» **Referring expression data**:

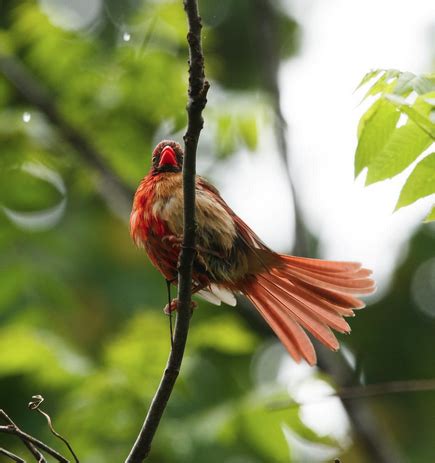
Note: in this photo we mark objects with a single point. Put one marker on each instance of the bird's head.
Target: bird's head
(167, 157)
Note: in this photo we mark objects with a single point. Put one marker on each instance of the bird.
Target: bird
(293, 294)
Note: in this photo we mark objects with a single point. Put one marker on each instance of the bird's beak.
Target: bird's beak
(168, 157)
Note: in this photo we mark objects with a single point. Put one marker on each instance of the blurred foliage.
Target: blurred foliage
(80, 307)
(386, 146)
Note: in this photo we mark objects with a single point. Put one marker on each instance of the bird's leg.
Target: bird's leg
(173, 305)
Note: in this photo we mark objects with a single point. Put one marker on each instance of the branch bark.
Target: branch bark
(13, 429)
(377, 444)
(32, 449)
(197, 91)
(11, 455)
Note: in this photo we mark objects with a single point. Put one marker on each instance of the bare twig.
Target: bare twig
(35, 404)
(114, 190)
(367, 390)
(11, 455)
(198, 88)
(33, 450)
(13, 429)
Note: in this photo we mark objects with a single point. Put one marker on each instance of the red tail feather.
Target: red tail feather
(309, 293)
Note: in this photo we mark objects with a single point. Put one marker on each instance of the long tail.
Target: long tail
(311, 294)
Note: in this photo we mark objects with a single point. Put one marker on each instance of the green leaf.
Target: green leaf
(420, 183)
(374, 131)
(229, 335)
(368, 77)
(431, 216)
(248, 132)
(403, 147)
(418, 112)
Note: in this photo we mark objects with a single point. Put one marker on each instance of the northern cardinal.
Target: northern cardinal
(293, 294)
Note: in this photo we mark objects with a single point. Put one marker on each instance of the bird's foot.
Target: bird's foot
(173, 306)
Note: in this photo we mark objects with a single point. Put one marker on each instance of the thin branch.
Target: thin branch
(32, 449)
(114, 190)
(198, 88)
(35, 404)
(13, 429)
(364, 391)
(11, 455)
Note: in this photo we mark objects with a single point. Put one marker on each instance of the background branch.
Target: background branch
(114, 190)
(197, 91)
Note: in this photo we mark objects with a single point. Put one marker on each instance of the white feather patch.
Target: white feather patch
(216, 295)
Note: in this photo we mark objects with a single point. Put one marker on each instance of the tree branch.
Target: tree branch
(33, 450)
(13, 429)
(197, 91)
(11, 455)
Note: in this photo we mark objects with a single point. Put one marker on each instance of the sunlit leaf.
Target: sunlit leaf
(420, 183)
(431, 216)
(375, 129)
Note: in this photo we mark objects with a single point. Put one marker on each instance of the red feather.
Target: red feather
(292, 294)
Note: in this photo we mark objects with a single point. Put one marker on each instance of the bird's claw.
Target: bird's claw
(173, 306)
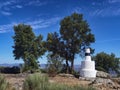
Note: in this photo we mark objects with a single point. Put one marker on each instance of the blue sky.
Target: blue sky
(44, 16)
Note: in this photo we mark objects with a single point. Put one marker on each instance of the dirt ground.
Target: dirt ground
(16, 81)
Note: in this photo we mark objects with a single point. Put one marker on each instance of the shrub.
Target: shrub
(65, 87)
(36, 82)
(4, 85)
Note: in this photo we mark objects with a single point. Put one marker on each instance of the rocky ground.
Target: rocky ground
(102, 82)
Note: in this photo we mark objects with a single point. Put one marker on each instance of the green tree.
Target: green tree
(76, 35)
(106, 62)
(55, 46)
(54, 64)
(27, 46)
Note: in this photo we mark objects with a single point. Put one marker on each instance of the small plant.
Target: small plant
(3, 84)
(36, 82)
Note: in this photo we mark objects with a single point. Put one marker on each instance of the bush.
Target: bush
(65, 87)
(4, 85)
(36, 82)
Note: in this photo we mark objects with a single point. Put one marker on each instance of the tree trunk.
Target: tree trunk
(72, 64)
(67, 67)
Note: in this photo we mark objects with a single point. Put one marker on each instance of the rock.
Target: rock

» **DIRECTIONS**:
Exclude all images and retype the data precisely.

» **RESPONSE**:
Note: in this photo we mark objects with a single point. Put one marker on each instance of the bird's head.
Target: bird's head
(167, 157)
Note: in this photo we mark objects with a single point. Put one marker on each instance of the bird.
Target: bird
(293, 294)
Note: in this photo we mark objects with a single point. Put one marker on each instance of the bird's beak.
Target: bird's beak
(168, 157)
Note: in this photo we mark objects with a single point. Put one marker on each instance of the blurred foliage.
Target: blurred foliage
(80, 307)
(386, 146)
Note: in this photo we mark objects with a single point. Put one marker on each instance of the bird's leg.
Target: bird's leg
(173, 305)
Note: in this photo we mark objects with a single point. Put one marker on each instance of the branch bark.
Target: branch bark
(13, 429)
(377, 444)
(32, 449)
(197, 91)
(11, 455)
Note: in this photo we mark objects with a single point. Put one marker on each instance of the bare twig.
Target: bare twig
(35, 404)
(114, 190)
(367, 390)
(11, 455)
(198, 88)
(33, 450)
(13, 429)
Note: in this photo we mark objects with a single point. Put one marker on each instance of the red tail feather.
Target: red tail feather
(309, 293)
Note: in this photo we mark objects with a single point. Put one marker on each instance of the long tail.
Target: long tail
(311, 294)
Note: in this photo we mark objects with a single point. Put one marker on each instance of the green leaf.
Target: green leaf
(420, 183)
(374, 131)
(229, 335)
(368, 77)
(431, 216)
(248, 132)
(403, 147)
(418, 112)
Note: in this photo we mark objects with a single point. Put one marker on each instance of the northern cardinal.
Target: northern cardinal
(293, 294)
Note: in this photo we mark objects with a single point. Put one marker on each instance of the bird's foot.
Target: bird's foot
(173, 306)
Note: in this photo we mark objects with a single point. Put one marker on each instance of the thin branch.
Target: thin branch
(32, 449)
(114, 190)
(198, 88)
(35, 404)
(13, 429)
(364, 391)
(11, 455)
Note: in this photo we mark objects with a single point. Put one marker on each instance of the background branch.
Target: background branch
(114, 190)
(197, 91)
Note: in this photo we mark objects with a single point. Put one marker on each instance of the white feather patch.
Target: white feather patch
(216, 295)
Note: in this photo we mark objects with a single point. Put one marker on each instance of the tree branch.
Target: tree branch
(33, 450)
(13, 429)
(197, 91)
(11, 455)
Note: in this photo we mark objects with a single point. Put one marker on each instance of the sunlit leaf.
Target: sunlit leaf
(420, 183)
(431, 216)
(375, 129)
Note: in this photo we mark objects with a single point. Put one marker on each instance of the red feather.
Target: red feather
(292, 294)
Note: in this photo we mark objects with a single point. Put one marker on each instance of the bird's claw.
Target: bird's claw
(173, 306)
Note: in this photo we mark objects with a single point. Put one marker on each instance of the blue sky.
Target: blue sky
(44, 16)
Note: in this photo we mark objects with a single point. Put one marker on each instance of the dirt ground.
Target: dirt ground
(16, 81)
Note: in this photo we mark objects with a single point. Put one marker on each instance of the shrub.
Target: shrub
(65, 87)
(36, 82)
(4, 85)
Note: in this photo we mark objects with a single point. Put one marker on each instance of the rocky ground.
Target: rocky ground
(102, 82)
Note: in this photo we mark objects with a single point. Put one marker on each instance of the green tree.
Target: green tree
(76, 35)
(106, 62)
(55, 46)
(54, 64)
(27, 46)
Note: in this photo we mark objects with a single point. Put one marker on each instance of the small plant.
Target: small plant
(3, 84)
(36, 82)
Note: in this photo we mark objects with a single point. Put one marker on each instance of the bush.
Target: bush
(65, 87)
(4, 85)
(36, 82)
Note: in this photo we mark objects with a single point. Put one marker on each instance of the tree trunk.
Target: tree trunk
(72, 64)
(67, 67)
Note: in this photo we mark objects with a single point. Put one marker on each instance of the rock.
Target: rock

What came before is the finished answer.